Replies to this message:
 Message 1568 by Faith, posted 01-03-2020 10:38 PM RAZD has replied

  
RAZD
Member (Idle past 1426 days)
Posts: 20714
From: the other end of the sidewalk
Joined: 03-14-2004


Message 1577 of 2370 (869704)
01-04-2020 1:42 PM
Reply to: Message 1568 by Faith
01-03-2020 10:38 PM


Layers build slowly over time ... lots of time
You're missing the point, RAZD. The kind of rock doesn't matter, the problem is that there is a rock there at all where supposedly there was once a place where there were living things.
whoop topic change ...
Why on your bizarro world is that a problem?
The point has always been that there were living things -- the sources of all those fossils -- on what were once submerged marine environments. Sediments fall down through the water and cover the ocean floor (their type depending on how far from shore they are and their settling rates). Those sediments gradually build up on the ocean/sea/lake floors and the living animals hardly notice as they move about and grow, but the shells and skeletal remains gradually get buried. Year after year, decade after decade, century after century, millennia after millennia ...

::::

◆ **Request**: Carry on the forum reply above about sediment layers burying fossils, starting right after its final sentence.

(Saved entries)
::::

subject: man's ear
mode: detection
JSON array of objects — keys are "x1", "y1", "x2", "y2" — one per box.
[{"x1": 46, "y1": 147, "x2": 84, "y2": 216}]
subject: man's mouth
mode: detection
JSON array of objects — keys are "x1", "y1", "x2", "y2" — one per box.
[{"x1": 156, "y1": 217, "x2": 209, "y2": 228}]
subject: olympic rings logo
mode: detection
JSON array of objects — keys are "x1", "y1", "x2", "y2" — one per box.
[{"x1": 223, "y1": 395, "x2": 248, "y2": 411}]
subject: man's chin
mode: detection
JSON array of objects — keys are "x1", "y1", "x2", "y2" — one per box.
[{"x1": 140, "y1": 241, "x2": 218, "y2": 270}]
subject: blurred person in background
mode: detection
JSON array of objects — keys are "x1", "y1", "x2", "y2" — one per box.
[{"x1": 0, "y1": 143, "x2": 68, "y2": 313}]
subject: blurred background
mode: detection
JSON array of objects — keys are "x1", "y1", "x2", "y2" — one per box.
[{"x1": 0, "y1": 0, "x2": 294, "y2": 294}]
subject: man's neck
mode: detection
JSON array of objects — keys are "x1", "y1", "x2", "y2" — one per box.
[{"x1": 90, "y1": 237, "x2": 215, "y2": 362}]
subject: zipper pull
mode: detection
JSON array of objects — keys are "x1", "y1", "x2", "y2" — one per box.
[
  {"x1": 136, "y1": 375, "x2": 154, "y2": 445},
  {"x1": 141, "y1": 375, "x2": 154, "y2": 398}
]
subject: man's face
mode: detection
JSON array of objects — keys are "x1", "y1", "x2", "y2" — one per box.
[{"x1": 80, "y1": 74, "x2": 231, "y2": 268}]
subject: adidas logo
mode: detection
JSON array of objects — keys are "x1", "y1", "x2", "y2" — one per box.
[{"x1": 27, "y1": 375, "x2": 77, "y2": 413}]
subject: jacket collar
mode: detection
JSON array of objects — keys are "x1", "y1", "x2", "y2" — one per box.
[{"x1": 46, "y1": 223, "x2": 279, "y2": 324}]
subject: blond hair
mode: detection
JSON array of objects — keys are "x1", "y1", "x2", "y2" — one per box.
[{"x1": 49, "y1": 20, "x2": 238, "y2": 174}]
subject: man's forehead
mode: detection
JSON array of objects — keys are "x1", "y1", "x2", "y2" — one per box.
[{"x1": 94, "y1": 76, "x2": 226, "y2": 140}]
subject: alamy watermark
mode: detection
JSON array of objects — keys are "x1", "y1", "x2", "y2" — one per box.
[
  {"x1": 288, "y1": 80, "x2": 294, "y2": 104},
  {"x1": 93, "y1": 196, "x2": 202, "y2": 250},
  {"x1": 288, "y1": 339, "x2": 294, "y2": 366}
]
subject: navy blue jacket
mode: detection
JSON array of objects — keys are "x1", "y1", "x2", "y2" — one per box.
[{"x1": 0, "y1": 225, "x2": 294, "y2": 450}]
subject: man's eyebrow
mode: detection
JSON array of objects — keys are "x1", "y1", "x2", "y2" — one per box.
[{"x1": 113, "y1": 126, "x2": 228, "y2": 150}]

::::

◆ **Answer for the task**:
This is a continually ongoing process, it can be observed today, the rate can be measured today and compared to the rates of deposition for ancient sedimentary rocks ... and they are comparable (that, btw, is a process that has been replicated)
Long after these sediments have fallen and been themselves buried the lithification process turns them to stone/rock.
IE - the sediment build up around the dead remains which then get lithified encasing the dead remains. Making time capsules of the evidence of life at that time in the past where "there was once a place where there were living things" walking the earth.
Message 1570: ... The point is that you can't have a time period that is completely occupied by a rock.
Why on your bizarro world would you think that?
This is part of the reason that the rocks are not the time periods. The time periods are arbitrary delineages of the past. Rocks that were laid down as sediments during those arbitrary time periods become rocks of those periods. The top of the rock/s designated as rocks from time "period A" then form the base for the further deposition to be called rocks from "period B" and so on.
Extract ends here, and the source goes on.